Show every line of the entries below that contains the string "woman", and copy each of those lines in full.

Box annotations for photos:
# # # # #

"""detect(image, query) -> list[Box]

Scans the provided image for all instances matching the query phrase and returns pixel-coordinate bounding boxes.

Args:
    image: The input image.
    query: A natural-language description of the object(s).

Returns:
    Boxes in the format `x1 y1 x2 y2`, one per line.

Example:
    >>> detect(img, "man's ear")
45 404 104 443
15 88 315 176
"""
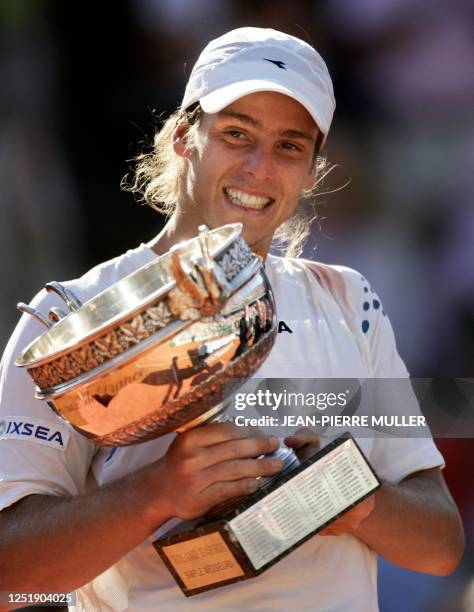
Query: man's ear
173 123 191 159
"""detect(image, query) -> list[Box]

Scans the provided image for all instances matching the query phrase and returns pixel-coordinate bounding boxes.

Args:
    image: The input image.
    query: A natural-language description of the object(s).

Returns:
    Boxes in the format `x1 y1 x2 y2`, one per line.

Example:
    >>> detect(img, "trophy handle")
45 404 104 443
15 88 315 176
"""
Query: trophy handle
16 302 53 329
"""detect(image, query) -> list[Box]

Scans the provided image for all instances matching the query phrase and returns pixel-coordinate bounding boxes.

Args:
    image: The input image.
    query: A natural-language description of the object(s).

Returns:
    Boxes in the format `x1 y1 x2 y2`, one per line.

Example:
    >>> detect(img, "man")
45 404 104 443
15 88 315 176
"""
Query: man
0 28 463 612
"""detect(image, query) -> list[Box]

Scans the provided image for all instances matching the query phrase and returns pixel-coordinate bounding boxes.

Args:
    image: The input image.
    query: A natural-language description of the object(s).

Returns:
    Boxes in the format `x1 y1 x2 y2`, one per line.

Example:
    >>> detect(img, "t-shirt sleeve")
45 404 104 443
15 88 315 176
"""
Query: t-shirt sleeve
0 291 96 509
337 266 444 482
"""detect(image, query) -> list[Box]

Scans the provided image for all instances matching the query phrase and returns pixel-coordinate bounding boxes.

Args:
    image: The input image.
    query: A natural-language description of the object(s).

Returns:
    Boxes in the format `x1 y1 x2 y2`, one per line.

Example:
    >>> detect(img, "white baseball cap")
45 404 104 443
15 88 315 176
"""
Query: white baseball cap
181 28 336 147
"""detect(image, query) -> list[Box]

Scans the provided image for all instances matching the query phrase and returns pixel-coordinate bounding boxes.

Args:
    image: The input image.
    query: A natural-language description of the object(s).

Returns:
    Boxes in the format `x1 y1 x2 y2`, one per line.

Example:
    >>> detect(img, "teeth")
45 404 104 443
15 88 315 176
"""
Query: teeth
224 188 270 210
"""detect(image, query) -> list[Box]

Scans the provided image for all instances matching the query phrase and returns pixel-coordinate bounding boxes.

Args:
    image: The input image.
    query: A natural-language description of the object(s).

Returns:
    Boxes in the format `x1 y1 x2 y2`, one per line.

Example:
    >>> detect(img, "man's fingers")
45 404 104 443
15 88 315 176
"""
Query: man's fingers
181 422 261 448
202 478 260 508
284 427 319 450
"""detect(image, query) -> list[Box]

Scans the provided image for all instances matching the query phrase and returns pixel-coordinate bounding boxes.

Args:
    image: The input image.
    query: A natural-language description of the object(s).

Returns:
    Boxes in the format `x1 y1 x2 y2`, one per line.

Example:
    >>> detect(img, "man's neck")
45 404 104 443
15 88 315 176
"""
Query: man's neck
148 212 271 259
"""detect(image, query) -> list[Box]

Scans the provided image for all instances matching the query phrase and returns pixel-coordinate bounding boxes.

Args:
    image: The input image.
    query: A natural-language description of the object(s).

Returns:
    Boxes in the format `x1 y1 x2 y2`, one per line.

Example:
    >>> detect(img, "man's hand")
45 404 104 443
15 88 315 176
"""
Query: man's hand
150 423 283 519
284 427 320 461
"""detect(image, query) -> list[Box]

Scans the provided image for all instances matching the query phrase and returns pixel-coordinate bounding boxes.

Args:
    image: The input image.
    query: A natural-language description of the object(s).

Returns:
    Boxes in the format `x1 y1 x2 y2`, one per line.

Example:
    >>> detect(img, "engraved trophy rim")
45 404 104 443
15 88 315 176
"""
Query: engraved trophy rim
15 223 243 368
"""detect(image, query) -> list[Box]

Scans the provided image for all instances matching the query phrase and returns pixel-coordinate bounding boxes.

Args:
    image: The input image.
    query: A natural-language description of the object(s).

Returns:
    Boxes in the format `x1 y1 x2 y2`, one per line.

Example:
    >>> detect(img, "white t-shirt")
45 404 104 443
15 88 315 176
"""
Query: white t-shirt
0 245 443 612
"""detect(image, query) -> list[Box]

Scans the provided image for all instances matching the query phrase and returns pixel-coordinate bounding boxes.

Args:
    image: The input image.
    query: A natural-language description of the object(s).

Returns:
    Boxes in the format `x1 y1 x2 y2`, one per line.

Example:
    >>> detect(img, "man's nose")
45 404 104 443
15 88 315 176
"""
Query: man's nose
243 147 275 181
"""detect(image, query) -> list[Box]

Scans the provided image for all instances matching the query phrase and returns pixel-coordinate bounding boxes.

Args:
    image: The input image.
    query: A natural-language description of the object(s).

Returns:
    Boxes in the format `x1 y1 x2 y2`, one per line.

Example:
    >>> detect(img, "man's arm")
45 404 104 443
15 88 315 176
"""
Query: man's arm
0 423 282 592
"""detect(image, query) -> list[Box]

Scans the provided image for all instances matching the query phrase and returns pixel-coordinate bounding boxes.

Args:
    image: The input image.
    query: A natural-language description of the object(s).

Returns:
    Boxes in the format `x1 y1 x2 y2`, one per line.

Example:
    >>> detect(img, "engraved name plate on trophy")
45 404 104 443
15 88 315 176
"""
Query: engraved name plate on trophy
153 434 380 596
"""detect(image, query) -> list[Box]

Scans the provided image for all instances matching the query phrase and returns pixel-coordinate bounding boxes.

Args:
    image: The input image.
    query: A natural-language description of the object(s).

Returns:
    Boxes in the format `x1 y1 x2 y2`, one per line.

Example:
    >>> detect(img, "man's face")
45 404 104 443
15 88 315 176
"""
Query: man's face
177 92 318 255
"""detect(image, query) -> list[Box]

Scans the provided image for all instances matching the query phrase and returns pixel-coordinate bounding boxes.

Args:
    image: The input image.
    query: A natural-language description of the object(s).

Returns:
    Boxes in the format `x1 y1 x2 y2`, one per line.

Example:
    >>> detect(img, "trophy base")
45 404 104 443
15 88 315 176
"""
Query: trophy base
153 434 380 597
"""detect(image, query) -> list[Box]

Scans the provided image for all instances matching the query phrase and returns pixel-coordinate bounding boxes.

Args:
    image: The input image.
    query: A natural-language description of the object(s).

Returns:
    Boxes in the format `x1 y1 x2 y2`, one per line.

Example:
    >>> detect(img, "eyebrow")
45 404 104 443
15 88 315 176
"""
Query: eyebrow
219 110 315 142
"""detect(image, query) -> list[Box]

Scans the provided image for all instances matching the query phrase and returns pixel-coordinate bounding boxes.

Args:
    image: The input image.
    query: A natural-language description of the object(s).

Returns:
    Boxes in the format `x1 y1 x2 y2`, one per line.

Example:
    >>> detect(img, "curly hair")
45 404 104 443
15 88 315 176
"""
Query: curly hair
121 104 334 257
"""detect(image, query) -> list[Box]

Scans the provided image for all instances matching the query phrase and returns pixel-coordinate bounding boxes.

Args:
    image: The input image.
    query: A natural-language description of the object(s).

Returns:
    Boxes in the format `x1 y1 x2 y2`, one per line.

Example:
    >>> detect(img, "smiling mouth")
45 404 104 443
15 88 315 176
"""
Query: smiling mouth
224 187 274 210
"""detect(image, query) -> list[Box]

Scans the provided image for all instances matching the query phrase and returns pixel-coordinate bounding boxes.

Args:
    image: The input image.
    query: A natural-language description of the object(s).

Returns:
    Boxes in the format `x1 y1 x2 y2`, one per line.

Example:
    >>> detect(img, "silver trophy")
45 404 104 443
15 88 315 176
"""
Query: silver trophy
16 223 379 595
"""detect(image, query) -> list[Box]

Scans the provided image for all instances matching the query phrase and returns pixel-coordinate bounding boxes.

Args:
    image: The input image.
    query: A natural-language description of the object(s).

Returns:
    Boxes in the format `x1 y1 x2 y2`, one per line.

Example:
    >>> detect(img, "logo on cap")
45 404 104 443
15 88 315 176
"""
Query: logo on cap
263 57 286 70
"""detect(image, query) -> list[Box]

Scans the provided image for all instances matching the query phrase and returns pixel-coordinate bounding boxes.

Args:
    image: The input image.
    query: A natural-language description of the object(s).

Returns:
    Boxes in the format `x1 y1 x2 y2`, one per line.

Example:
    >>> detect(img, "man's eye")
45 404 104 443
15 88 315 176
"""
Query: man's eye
226 130 245 139
281 142 301 151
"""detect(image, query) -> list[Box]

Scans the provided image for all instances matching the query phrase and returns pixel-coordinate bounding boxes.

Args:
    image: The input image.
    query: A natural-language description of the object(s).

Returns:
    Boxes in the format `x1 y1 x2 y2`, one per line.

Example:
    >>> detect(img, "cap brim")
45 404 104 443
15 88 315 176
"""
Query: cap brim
199 79 327 140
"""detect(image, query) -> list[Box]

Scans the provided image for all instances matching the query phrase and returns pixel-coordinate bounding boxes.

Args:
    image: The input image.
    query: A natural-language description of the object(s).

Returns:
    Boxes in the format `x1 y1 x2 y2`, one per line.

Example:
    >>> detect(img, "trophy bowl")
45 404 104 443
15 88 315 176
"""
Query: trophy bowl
16 223 276 446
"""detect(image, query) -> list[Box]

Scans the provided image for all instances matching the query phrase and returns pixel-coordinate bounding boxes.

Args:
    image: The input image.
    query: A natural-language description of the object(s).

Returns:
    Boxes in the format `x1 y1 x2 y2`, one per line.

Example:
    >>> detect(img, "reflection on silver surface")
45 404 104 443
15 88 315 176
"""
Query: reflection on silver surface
16 224 276 446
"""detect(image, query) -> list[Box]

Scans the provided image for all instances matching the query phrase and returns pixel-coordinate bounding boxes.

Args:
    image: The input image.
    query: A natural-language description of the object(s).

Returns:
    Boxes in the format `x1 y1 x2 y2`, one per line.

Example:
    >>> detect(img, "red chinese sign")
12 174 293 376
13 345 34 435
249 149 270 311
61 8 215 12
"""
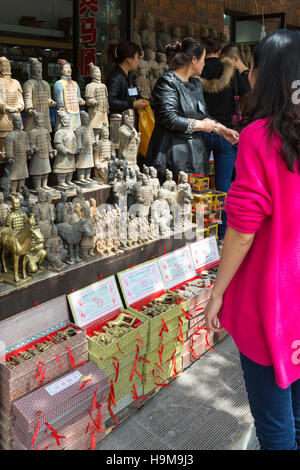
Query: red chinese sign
79 0 98 77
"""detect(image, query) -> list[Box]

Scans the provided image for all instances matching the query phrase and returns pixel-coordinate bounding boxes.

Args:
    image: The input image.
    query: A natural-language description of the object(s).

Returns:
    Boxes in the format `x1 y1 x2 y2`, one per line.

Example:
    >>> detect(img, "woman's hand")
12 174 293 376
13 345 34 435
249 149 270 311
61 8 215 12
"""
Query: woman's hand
133 100 149 109
204 293 223 333
214 123 240 145
194 118 217 132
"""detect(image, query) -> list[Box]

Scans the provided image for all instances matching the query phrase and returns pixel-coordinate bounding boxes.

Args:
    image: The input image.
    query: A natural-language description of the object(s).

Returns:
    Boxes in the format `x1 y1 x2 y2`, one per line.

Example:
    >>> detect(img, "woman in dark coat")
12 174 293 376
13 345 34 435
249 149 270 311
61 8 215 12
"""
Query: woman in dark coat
146 38 238 179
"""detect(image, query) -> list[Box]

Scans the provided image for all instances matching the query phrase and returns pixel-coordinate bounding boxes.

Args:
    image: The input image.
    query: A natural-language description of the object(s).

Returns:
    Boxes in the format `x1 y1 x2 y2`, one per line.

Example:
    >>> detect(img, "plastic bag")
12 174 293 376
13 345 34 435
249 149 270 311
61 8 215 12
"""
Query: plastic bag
138 104 155 157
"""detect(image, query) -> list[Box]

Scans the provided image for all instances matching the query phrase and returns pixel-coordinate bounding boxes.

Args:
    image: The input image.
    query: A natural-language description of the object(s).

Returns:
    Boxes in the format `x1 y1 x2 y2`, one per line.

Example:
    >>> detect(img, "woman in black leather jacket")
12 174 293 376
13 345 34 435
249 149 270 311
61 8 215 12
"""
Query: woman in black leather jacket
146 38 239 179
106 41 147 114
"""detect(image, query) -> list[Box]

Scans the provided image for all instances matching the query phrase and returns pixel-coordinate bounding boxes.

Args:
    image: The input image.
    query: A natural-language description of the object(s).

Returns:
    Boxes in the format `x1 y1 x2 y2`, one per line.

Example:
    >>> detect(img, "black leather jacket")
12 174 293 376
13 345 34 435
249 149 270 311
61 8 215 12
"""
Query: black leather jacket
106 65 140 114
146 70 209 181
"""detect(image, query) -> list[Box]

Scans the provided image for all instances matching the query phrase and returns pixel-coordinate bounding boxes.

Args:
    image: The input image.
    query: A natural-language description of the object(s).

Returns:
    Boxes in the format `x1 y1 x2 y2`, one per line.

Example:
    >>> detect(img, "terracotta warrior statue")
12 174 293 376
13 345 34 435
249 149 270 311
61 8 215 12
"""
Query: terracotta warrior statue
94 124 116 183
5 113 32 192
23 57 56 132
53 59 85 131
156 21 171 52
75 111 96 183
45 225 68 271
0 57 24 156
119 109 141 168
28 113 57 190
85 63 109 136
142 13 156 51
53 111 79 188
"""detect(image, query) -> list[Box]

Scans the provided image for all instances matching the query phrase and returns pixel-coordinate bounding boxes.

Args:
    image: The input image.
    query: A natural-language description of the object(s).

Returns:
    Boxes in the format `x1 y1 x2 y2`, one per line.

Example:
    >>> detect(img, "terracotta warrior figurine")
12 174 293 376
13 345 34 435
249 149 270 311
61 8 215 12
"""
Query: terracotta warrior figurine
119 109 141 168
142 13 156 51
45 225 68 271
156 21 171 52
28 113 57 190
94 124 116 183
53 59 85 131
137 174 153 216
133 18 143 49
53 111 79 188
149 166 160 199
5 113 32 192
75 111 96 183
23 57 56 132
135 64 151 100
80 201 97 259
85 63 109 136
0 57 24 156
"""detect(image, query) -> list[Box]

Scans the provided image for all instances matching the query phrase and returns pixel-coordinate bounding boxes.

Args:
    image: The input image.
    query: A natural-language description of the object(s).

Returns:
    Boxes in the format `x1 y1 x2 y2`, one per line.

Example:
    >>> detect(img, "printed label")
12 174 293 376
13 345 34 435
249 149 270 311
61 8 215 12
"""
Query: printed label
45 371 82 397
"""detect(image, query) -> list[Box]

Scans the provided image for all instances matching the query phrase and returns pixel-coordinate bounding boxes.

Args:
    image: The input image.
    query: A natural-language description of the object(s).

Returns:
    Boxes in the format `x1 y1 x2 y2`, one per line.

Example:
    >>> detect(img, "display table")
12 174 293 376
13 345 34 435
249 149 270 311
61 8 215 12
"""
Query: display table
0 226 196 320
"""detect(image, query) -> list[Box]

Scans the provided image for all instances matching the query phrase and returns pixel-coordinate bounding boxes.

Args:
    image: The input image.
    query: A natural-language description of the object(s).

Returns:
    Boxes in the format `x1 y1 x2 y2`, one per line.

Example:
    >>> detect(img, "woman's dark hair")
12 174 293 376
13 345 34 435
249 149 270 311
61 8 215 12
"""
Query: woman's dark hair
202 38 221 54
107 41 142 64
243 29 300 172
166 38 204 70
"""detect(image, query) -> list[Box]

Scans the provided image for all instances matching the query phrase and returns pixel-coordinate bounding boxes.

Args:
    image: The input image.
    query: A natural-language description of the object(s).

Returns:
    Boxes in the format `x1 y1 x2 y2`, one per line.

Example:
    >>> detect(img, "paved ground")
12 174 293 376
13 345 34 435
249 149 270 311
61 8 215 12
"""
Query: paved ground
97 336 258 450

# # # # #

FULL ANSWER:
    >>> detect(img, "woman's hand")
Query: woman's hand
    >>> detect(img, "woman in dark coat")
Query: woman in dark coat
    >>> detect(img, "woman in black leather jacket")
Query: woman in black leather jacket
    >>> detect(img, "woman's dark hair")
Query: woman's dark hair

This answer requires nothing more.